● **Source text**:

#####

Do you ever see something beautiful in nature; and you want to touch it but know that you shouldn’t? You have this unnatural need to feel it between your fingers, smell it, search it recklessly with your eyes as your fingers delve into its mysteries. But you know that you shouldn’t. Take for example, this beautiful tiger (that is pictured above). She was at the Sacramento Zoo for many years, bared many cubs, and was living quite happily. Her mate died from complications due to cancer. The zookeepers decided to find her a new mate. They took the necessary precautions and introduced the two of them. She was killed almost instantly when he attacked her. Everyone was left wondering, what happened? They had waited until the two had shown the proper signs of acceptance. She was in heat, ready for his approval. And yet, he attacked her almost instantly and she died quickly from it.
This makes me wonder about the things we do to “improve” the lives of those with an over abundance of awesomeness, otherwise known as “special needs.” For example: Little Man started ABA therapy. He started it Tuesday of last week, and had it again Wednesday, but that was it because of the holiday weekend (Thanksgiving). Since he has a nap from 11:30 until 1:45 (when we have to go get my daughter from school) they have to cut his ABA sessions in half. And since the therapist already has a little man to help in the afternoons, she can only see my Little Man in the mornings. A new therapist will be added to the schedule as soon as they find another one to fill the slot. But anyway. The first two days, last week, were for getting to know him and filling out paperwork. Yesterday was officially his first day of therapy, but the ABA person was writing out a plan for the therapist, so she spent a lot of time playing with him, but not much ABA happened. Technically, it would mean today was the first true day of therapy for him.
Little Man is none-verbal. He doesn’t say “mama” “dada” or any other sounds. He doesn’t scream, he rarely cries, and is generally a very calm and loving little boy. That is, until today. I sat with the therapist and played, taught, and pushed his intellectual boundaries, right beside the ABA therapist and the play therapist (who was there for half an hour today, like all Tuesdays). He came to me and sat in my lap when he was clearly done playing with the 3 of us and following our directions. I held him, comforted him, told him I understood, and that it was time for a break. As soon as the play therapist had left, I needed to make his lunch. The ABA therapist played with him, one of his favorite games (chase) and I made his lunch. I put it on the table and called him over. He yelled and put out his hand to say no, only; he was motioning at her. She sat down at the table and I tried to get him to sit and eat. He screamed and tried to get out of his seat. He has never done that before.

#####

(Recorded data)
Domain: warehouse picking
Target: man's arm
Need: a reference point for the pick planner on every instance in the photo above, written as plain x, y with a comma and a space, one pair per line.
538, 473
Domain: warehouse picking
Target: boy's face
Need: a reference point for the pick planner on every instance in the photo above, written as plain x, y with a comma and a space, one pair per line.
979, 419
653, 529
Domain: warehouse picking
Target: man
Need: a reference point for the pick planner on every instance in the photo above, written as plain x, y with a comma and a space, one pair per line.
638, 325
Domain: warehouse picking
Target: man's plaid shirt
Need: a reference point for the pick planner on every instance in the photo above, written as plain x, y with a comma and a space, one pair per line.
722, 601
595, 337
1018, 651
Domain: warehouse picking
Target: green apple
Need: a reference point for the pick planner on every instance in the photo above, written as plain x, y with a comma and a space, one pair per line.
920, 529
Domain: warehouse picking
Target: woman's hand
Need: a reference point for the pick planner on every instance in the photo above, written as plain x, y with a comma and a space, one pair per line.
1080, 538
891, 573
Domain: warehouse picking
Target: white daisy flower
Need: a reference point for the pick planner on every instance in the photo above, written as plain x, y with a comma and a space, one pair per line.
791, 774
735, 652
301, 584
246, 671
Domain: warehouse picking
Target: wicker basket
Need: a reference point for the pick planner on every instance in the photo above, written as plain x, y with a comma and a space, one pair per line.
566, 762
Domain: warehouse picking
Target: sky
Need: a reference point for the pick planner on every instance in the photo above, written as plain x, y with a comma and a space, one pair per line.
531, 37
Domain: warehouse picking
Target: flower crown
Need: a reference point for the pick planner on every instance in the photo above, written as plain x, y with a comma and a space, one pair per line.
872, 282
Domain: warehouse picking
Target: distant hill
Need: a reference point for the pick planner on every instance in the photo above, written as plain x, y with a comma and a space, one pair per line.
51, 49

#####

● **What to do**:
A – From the blog post about Little Man, quote the passage from "Do you ever" to "quickly from it.".
B – According to the blog post about Little Man, what did the Sacramento Zoo tiger's first mate die from?
C – Carry on the blog post about Little Man from its final sentence.

● **Task responses**:
A –
Do you ever see something beautiful in nature; and you want to touch it but know that you shouldn’t? You have this unnatural need to feel it between your fingers, smell it, search it recklessly with your eyes as your fingers delve into its mysteries. But you know that you shouldn’t. Take for example, this beautiful tiger (that is pictured above). She was at the Sacramento Zoo for many years, bared many cubs, and was living quite happily. Her mate died from complications due to cancer. The zookeepers decided to find her a new mate. They took the necessary precautions and introduced the two of them. She was killed almost instantly when he attacked her. Everyone was left wondering, what happened? They had waited until the two had shown the proper signs of acceptance. She was in heat, ready for his approval. And yet, he attacked her almost instantly and she died quickly from it.

B – Complications due to cancer.

C –
I put his lunch on the couch, like I usually do when he signs that he doesn’t want to be at the table anymore. He continued to scream and reached up for me. He doesn’t usually reach up for me. He motioned again “no” toward her, so I took him into the living room. He screamed at the top of his lungs, banged his head against the couch, hit the couch with both hands, looked up at me, and cried. He has NEVER done anything like this before. I saw a side of him that most people connect with Autism, but one I had never witnessed from him. It was an absolute explosion of emotions. He was so distraught, sad, frustrated, angry, tired, and I don’t even know what else, that he exploded in all of the physical ways he could muster. I wasn’t angry. I was blown away with complete sadness. I had done this to him. I brought a stranger into our home. I had turned over his world. I allowed her to “help” and even helped her do it. This, of course, is all for his own benefit. Right?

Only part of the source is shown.